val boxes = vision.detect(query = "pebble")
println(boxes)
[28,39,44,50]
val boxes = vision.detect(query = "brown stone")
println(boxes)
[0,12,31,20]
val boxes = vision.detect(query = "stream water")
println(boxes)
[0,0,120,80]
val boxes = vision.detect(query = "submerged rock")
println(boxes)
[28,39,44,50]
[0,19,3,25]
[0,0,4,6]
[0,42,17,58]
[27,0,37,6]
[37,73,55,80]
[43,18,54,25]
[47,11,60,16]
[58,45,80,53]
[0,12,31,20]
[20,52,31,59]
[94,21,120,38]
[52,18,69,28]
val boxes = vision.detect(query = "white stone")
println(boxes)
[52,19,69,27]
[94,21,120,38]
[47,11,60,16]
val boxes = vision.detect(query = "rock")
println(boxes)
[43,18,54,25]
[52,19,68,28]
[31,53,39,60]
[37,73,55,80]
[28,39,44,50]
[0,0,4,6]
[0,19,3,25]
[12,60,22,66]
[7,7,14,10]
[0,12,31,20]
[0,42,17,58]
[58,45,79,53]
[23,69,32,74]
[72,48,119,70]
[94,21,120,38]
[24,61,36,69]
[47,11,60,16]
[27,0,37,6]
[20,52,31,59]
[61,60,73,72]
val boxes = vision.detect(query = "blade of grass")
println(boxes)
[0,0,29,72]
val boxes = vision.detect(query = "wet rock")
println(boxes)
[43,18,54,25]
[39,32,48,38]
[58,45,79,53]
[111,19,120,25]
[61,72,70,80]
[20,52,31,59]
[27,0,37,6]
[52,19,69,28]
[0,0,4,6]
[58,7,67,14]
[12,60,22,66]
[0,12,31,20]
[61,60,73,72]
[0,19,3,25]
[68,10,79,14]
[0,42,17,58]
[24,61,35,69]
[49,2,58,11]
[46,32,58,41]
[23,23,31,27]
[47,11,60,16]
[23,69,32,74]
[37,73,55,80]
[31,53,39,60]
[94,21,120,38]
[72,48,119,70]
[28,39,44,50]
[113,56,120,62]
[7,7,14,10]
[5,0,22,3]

════════

**PROBLEM DESCRIPTION:** Rewrite every line of the records above, including the request lines, which stay unchanged. Multiply each bounding-box coordinate in the answers by 1.55 and round the result to the nearest whole number, with halves rounded up.

**ANSWER FOR THE TASK:**
val boxes = vision.detect(query = "pebble")
println(boxes)
[43,60,68,78]
val boxes = vision.detect(query = "brown stone")
println(boxes)
[0,19,48,31]
val boxes = vision.detect(query = "stream water")
println(boxes)
[0,0,186,124]
val boxes = vision.detect(query = "submerged rock")
println(boxes)
[43,60,68,78]
[0,29,5,39]
[0,0,6,9]
[0,65,26,90]
[42,0,57,9]
[57,113,85,124]
[67,28,84,39]
[73,17,93,25]
[90,70,124,82]
[0,19,48,31]
[31,81,48,91]
[146,33,186,59]
[81,28,107,43]
val boxes = vision.detect(query = "white stone")
println(boxes)
[81,29,107,42]
[146,33,186,59]
[73,17,93,25]
val boxes = vision.detect(query = "rock")
println(boxes)
[67,28,84,39]
[81,29,105,43]
[48,82,60,93]
[57,113,85,124]
[43,60,68,78]
[0,0,6,9]
[0,29,5,39]
[19,93,34,102]
[11,11,22,16]
[0,19,48,31]
[0,65,26,90]
[90,70,122,82]
[36,107,50,115]
[112,74,184,109]
[146,33,186,59]
[37,95,56,107]
[73,17,93,25]
[42,0,57,9]
[31,81,48,91]
[95,93,113,112]
val boxes = vision.detect(query = "blade of grass")
println(boxes)
[0,0,45,112]
val boxes = vision.detect(query = "wet rock")
println(boxes)
[67,28,84,39]
[60,50,74,59]
[90,70,122,82]
[172,29,186,39]
[95,112,109,124]
[31,81,48,91]
[42,0,57,9]
[81,29,107,43]
[0,0,6,9]
[90,11,104,22]
[19,93,34,102]
[0,19,48,31]
[95,93,113,112]
[0,29,5,39]
[105,16,122,22]
[0,65,26,90]
[37,95,54,107]
[76,3,90,17]
[71,50,90,64]
[36,36,48,42]
[73,17,93,25]
[36,107,50,115]
[57,113,85,124]
[48,82,60,93]
[146,33,186,59]
[112,74,184,109]
[43,60,68,78]
[175,87,186,96]
[11,11,22,16]
[8,0,34,5]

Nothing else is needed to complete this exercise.